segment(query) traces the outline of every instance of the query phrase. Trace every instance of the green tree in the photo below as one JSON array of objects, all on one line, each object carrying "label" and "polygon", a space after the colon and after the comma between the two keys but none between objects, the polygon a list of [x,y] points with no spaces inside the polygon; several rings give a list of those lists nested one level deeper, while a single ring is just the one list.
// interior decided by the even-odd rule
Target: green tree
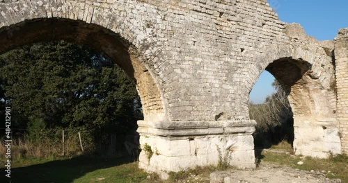
[{"label": "green tree", "polygon": [[134,82],[88,47],[26,45],[1,55],[0,65],[0,105],[12,107],[13,128],[81,128],[97,136],[134,130],[141,117]]}]

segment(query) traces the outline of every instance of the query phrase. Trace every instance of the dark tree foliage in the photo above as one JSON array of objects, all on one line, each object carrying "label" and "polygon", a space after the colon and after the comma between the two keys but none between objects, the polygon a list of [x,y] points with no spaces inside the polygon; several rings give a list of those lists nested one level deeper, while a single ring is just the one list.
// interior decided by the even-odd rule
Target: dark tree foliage
[{"label": "dark tree foliage", "polygon": [[13,128],[126,133],[142,117],[132,80],[88,47],[27,45],[1,55],[0,66],[0,105],[11,106]]}]

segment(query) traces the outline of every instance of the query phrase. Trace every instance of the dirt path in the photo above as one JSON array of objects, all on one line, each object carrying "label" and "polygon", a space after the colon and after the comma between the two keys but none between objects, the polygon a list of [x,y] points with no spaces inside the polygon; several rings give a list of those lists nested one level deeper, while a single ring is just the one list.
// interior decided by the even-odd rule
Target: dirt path
[{"label": "dirt path", "polygon": [[294,183],[341,182],[340,180],[325,178],[319,172],[310,172],[262,162],[255,170],[215,172],[210,175],[211,183]]}]

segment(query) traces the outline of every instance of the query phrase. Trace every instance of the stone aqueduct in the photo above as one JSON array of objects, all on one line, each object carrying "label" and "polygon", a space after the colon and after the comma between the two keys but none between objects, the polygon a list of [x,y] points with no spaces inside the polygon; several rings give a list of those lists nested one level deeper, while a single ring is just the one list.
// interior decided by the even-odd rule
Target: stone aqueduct
[{"label": "stone aqueduct", "polygon": [[[267,69],[287,87],[296,154],[348,152],[348,29],[318,42],[266,0],[0,0],[0,53],[64,40],[106,53],[136,84],[148,171],[255,167],[248,94]],[[346,79],[347,78],[347,79]]]}]

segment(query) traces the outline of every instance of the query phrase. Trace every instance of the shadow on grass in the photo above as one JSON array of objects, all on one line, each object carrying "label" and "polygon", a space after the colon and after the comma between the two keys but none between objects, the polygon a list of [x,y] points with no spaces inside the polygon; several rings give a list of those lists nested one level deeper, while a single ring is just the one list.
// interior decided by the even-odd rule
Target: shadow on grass
[{"label": "shadow on grass", "polygon": [[5,176],[1,166],[0,182],[72,182],[86,173],[95,170],[107,168],[134,162],[132,157],[106,159],[77,157],[68,159],[54,160],[46,163],[11,169],[11,177]]}]

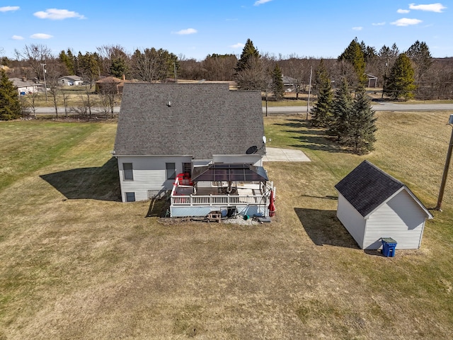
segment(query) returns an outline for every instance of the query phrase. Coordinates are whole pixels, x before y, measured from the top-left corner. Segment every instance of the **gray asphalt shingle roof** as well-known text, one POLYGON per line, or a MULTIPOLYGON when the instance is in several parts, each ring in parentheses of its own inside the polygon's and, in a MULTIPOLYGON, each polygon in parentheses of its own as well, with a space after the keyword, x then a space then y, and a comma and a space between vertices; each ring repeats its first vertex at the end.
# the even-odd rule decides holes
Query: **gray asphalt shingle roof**
POLYGON ((115 152, 211 159, 260 147, 263 134, 260 92, 230 91, 225 84, 125 84, 115 152))
POLYGON ((374 210, 401 188, 408 191, 428 216, 432 216, 407 186, 368 161, 360 163, 335 188, 363 217, 374 210))

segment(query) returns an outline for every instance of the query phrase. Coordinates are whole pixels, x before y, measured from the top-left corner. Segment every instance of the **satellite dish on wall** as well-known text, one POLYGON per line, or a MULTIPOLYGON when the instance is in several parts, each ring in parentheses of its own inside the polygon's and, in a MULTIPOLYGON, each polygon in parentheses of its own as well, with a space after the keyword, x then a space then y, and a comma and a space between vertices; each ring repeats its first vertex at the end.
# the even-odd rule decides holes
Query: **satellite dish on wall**
POLYGON ((246 154, 252 154, 256 152, 257 151, 258 151, 258 147, 256 145, 253 145, 253 147, 250 147, 248 149, 247 149, 247 151, 246 151, 246 154))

******

### TASK PROMPT
Turn every line of the listing above into a numbered list, leaving out the blank lines and the pictures.

### RESULT FOR THIS TASK
1. segment(query) traces the outline of every instance of the query phrase. Trace every instance of the green tree in the photo below as one JSON array of objects, all on one line, each object carrying "label" and "polygon", a space after the colon and after the comma between the two keys but none between objects, the polygon a list of [x,y] points with no spaces inside the polygon; several rings give a list of those lists nested one level deeper, while a single ring is just the one list.
2. // interior decided by the even-odd rule
3. Target: green tree
4. [{"label": "green tree", "polygon": [[134,82],[88,47],[26,45],[1,55],[0,65],[0,105],[12,107],[13,128],[81,128],[97,136],[134,130],[141,117]]}]
5. segment(query) traces the outline of every instance of the query phrase. Trace every instance of the dark tree foliage in the photo above as one JSON array of objects, all on one line, each object carrying "label" and "polygon", a space after the colon and after the comma between the two keys but none between objects, the polygon a list of [x,y] points with no spaces inside the polygon; several rings give a list of those lists nested one level deeper, while a single ring is just the one list.
6. // interior decided by the even-odd rule
7. Target: dark tree foliage
8. [{"label": "dark tree foliage", "polygon": [[13,128],[126,133],[142,117],[132,80],[88,47],[27,45],[1,55],[0,66],[0,105],[11,106]]}]
9. segment(query) traces the outline of every instance of the query phrase. Trace every instance of the dirt path in the photo above as one JSON array of objects, all on one line, each object carrying "label" and "polygon", a space after the colon and after the comma between the two keys but none between objects, the polygon a list of [x,y] points with no spaces inside the polygon; several rings give a list of those lists nested one level deeper, while a single ring is just the one list.
10. // interior decided by the even-odd rule
11. Target: dirt path
12. [{"label": "dirt path", "polygon": [[294,183],[341,182],[340,180],[325,178],[319,172],[310,172],[262,162],[255,170],[215,172],[210,175],[211,183]]}]
13. segment(query) traces the outline of every instance of the query phrase. Trace every instance of the stone aqueduct in the photo above as one JSON array of objects, all on one line, each object carrying "label" and "polygon", a space after the colon and after the comma between the two keys but none between objects, the polygon a list of [x,y] points with no spaces inside the polygon; several rings give a list of those lists nested one level deeper, while a single ring is just the one list.
14. // interior decided by the even-odd rule
15. Target: stone aqueduct
16. [{"label": "stone aqueduct", "polygon": [[[267,69],[287,87],[296,154],[348,152],[348,29],[318,42],[266,0],[0,0],[0,53],[64,40],[106,53],[136,84],[148,171],[255,167],[248,94]],[[346,79],[347,78],[347,79]]]}]
17. segment(query) traces the outline of every instance of the query phrase. Trace every instance of the shadow on grass in the photo above as one JSON array of objects, all on one line, each object carrying "label" and "polygon", a space after the colon and after the comma between the two keys but none between objects, the polygon a list of [x,y] points with no spaces inside the polygon; several rings give a list of those lists nested one level deeper, while a single ring is just the one list.
18. // interior decided by the even-odd rule
19. Target: shadow on grass
20. [{"label": "shadow on grass", "polygon": [[5,176],[1,166],[0,182],[72,182],[86,173],[95,170],[107,168],[134,162],[132,157],[106,159],[77,157],[68,159],[54,160],[46,163],[11,169],[11,177]]}]
21. segment(query) returns an outline for every instance of the query phrase. Coordinates are whole pixels, x before y, measured from the top-left corner. Segment every instance of the **gray asphalt shingle roof** as well-known text, one POLYGON per line, or a MULTIPOLYGON when the instance is in several parts, each ring in parentheses of its own inside the polygon's and, in a MULTIPOLYGON, each polygon in parentheses of its own as well, with a space after the keyword, x then a space then y, and a comma and a space between vertices; each ring repeats its first vertex at the end.
22. # the even-odd rule decides holes
23. Query: **gray asphalt shingle roof**
24. POLYGON ((115 152, 211 159, 260 147, 263 134, 260 92, 230 91, 225 84, 125 84, 115 152))
25. POLYGON ((374 210, 401 188, 408 191, 428 216, 432 216, 407 186, 368 161, 360 163, 335 188, 363 217, 374 210))
26. segment(query) returns an outline for every instance of the query phrase. Coordinates are whole pixels, x before y, measured from the top-left corner. Segment every instance of the **satellite dish on wall** as well-known text, one POLYGON per line, or a MULTIPOLYGON when the instance is in several parts, each ring in parentheses of its own inside the polygon's and, in a MULTIPOLYGON, each polygon in parentheses of its own as well, with a space after the keyword, x then a space then y, and a comma and a space between vertices; each ring repeats its first vertex at the end.
27. # the even-odd rule decides holes
28. Query: **satellite dish on wall**
29. POLYGON ((246 154, 252 154, 256 152, 257 151, 258 151, 258 147, 256 145, 253 145, 253 147, 250 147, 248 149, 247 149, 247 151, 246 151, 246 154))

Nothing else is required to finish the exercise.